Supplied material:
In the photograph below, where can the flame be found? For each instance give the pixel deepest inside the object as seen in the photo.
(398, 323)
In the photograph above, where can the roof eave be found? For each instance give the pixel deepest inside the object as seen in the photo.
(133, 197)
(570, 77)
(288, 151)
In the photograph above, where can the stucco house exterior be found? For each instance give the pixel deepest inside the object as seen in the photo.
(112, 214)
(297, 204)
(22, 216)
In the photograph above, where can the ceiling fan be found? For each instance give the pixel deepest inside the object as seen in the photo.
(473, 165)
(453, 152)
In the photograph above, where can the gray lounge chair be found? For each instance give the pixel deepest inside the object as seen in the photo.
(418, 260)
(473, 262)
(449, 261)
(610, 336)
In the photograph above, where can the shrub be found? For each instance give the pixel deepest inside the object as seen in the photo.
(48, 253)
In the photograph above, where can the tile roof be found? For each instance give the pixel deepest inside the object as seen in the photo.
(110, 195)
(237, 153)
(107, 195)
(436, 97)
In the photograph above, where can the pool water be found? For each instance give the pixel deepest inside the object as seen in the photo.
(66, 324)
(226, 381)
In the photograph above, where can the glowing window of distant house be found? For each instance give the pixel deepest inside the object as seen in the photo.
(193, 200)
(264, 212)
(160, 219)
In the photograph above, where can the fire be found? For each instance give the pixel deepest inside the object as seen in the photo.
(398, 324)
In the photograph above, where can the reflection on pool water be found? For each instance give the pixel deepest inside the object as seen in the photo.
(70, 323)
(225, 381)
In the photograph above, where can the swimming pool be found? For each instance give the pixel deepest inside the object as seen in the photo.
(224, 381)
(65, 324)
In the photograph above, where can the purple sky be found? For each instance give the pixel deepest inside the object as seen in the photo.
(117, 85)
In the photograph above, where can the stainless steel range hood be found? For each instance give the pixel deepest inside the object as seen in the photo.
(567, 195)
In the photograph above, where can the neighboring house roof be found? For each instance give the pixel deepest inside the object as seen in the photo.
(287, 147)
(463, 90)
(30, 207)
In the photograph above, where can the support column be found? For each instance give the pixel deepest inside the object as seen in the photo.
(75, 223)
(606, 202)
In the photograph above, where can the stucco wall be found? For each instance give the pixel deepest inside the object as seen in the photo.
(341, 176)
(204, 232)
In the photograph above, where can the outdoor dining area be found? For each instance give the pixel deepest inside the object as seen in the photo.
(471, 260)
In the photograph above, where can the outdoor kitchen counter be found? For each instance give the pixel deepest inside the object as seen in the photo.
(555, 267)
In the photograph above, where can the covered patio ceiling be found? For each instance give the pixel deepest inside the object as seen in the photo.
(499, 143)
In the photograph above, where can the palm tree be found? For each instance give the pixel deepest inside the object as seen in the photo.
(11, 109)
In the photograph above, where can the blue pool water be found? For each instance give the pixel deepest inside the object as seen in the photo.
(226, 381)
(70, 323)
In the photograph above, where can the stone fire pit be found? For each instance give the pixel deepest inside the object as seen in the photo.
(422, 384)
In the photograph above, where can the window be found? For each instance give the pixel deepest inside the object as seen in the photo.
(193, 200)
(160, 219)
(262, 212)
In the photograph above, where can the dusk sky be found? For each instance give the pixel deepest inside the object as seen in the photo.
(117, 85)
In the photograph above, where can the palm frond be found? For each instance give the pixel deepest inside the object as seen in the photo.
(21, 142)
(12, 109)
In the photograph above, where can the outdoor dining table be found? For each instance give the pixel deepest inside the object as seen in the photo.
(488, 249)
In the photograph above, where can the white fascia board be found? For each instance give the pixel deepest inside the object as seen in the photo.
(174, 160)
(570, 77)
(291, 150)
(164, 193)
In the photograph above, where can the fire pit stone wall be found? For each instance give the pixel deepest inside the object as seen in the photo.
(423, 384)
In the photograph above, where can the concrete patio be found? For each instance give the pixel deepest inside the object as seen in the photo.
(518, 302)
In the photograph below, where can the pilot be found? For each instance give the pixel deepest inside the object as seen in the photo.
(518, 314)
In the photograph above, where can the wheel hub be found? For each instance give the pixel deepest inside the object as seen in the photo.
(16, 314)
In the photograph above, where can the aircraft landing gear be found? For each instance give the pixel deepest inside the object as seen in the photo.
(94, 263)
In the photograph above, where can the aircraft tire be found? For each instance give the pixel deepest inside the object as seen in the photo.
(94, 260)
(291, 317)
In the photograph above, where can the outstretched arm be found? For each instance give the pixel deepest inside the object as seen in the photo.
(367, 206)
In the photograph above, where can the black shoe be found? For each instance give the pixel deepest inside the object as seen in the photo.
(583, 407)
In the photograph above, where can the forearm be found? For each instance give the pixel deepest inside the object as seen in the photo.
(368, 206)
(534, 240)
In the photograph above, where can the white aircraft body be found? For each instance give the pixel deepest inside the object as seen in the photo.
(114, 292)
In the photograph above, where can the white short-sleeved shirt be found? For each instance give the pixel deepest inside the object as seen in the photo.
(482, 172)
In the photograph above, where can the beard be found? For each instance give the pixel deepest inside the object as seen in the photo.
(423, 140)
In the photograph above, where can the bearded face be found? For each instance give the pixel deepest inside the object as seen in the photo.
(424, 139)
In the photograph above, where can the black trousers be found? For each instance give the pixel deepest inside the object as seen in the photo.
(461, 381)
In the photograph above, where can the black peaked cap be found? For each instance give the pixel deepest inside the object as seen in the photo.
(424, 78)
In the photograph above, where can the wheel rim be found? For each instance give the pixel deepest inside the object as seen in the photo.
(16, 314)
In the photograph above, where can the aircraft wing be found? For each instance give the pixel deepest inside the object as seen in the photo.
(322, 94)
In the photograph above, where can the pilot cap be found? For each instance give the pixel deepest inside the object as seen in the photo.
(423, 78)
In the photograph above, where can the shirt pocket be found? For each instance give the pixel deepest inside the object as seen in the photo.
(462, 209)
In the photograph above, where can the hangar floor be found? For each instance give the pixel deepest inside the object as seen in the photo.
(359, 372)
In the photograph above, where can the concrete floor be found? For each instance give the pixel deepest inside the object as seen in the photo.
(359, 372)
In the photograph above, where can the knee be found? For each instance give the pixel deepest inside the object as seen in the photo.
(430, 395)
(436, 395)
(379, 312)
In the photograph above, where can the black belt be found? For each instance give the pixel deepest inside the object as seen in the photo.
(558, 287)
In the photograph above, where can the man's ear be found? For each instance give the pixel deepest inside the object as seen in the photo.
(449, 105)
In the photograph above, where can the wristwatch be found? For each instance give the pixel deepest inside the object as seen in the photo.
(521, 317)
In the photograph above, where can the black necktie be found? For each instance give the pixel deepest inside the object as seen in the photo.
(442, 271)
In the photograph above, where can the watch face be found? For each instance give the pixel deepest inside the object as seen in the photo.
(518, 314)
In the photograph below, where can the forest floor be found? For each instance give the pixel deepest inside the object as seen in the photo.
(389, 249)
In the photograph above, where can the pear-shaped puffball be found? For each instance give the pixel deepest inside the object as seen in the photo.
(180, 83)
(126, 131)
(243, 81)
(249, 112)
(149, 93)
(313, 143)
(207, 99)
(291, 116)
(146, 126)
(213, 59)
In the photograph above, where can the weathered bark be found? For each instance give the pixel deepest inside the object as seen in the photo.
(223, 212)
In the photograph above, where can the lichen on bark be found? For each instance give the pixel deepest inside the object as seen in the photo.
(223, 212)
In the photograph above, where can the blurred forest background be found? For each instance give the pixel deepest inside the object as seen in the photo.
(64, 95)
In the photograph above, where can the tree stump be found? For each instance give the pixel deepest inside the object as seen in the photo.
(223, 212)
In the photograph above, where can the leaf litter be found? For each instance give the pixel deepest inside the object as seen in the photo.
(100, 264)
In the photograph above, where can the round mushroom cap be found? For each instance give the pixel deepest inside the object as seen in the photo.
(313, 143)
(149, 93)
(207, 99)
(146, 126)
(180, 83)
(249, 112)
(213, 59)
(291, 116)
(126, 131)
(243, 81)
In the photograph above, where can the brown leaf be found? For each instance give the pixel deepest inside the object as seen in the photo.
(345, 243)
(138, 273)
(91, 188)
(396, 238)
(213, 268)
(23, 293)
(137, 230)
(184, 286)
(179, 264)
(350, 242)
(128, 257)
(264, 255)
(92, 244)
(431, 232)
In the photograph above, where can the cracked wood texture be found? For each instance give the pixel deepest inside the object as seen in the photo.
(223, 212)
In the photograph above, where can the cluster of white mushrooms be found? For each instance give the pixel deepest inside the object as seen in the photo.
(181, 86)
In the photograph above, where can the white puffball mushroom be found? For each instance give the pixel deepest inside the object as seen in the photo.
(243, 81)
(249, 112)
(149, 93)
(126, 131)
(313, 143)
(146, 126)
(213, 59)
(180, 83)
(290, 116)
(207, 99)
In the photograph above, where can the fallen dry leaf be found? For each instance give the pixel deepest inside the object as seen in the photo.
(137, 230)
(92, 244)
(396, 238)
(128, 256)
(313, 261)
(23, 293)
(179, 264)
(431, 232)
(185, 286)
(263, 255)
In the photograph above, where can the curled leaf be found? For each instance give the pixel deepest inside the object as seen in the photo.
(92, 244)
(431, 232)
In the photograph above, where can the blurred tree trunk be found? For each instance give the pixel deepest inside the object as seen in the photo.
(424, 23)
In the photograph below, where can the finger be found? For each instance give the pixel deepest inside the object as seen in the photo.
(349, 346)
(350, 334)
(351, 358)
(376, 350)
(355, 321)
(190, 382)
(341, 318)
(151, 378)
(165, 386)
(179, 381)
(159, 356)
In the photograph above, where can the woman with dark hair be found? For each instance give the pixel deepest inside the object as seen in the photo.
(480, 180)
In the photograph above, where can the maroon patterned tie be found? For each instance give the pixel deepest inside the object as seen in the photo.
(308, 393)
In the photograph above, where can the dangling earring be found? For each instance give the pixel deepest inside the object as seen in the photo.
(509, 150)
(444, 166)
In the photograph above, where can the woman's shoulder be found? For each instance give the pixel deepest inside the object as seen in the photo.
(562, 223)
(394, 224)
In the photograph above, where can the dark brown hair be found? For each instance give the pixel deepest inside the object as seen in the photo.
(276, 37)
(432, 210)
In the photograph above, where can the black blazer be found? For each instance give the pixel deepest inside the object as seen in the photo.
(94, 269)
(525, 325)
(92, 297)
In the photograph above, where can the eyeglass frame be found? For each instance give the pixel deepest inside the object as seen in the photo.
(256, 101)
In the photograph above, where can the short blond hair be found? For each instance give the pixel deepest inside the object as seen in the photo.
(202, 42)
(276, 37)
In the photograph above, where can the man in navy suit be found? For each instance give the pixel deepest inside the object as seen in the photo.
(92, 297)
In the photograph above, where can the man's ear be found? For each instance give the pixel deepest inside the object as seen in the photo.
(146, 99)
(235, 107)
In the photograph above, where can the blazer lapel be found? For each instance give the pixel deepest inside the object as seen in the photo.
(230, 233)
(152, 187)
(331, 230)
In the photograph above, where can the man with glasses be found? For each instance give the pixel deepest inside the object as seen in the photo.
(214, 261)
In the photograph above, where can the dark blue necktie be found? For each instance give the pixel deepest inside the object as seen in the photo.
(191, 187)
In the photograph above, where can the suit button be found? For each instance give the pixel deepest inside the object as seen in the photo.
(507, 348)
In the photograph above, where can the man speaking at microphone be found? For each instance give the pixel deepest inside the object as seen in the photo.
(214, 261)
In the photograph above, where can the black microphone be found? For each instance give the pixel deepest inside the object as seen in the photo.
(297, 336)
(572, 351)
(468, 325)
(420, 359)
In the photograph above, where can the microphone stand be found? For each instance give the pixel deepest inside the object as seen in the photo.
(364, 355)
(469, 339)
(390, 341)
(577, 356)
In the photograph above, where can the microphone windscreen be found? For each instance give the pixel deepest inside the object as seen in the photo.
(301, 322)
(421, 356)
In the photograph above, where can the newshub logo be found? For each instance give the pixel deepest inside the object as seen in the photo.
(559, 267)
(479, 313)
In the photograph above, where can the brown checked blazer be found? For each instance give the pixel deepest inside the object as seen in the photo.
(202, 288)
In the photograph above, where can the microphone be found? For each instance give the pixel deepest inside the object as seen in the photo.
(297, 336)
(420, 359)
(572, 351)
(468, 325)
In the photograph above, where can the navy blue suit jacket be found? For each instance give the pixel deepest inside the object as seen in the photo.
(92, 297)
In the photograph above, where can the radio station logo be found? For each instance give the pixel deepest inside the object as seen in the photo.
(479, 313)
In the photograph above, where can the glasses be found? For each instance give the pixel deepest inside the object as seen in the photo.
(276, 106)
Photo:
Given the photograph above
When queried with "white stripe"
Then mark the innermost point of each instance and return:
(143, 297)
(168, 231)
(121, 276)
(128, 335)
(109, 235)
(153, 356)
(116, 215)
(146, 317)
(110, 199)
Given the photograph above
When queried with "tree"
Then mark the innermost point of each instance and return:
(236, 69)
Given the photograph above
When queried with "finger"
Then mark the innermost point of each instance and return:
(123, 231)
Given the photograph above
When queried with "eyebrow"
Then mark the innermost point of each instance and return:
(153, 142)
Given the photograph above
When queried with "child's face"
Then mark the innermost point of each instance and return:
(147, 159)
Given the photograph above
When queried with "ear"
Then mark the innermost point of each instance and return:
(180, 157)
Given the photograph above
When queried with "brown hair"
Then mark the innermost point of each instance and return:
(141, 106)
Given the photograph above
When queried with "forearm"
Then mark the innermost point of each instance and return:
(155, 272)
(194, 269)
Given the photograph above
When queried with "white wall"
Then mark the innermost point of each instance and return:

What to work on: List every line in the records above that contains the word "dining", matching its case exactly.

The answer:
In the photograph above, where can the outdoor dining area be found? For each instance give the pixel deepest inside the object as seen in the photo.
In the photograph above, where can the outdoor dining table be found? For each instance give the pixel deepest inside the object as seen in the photo.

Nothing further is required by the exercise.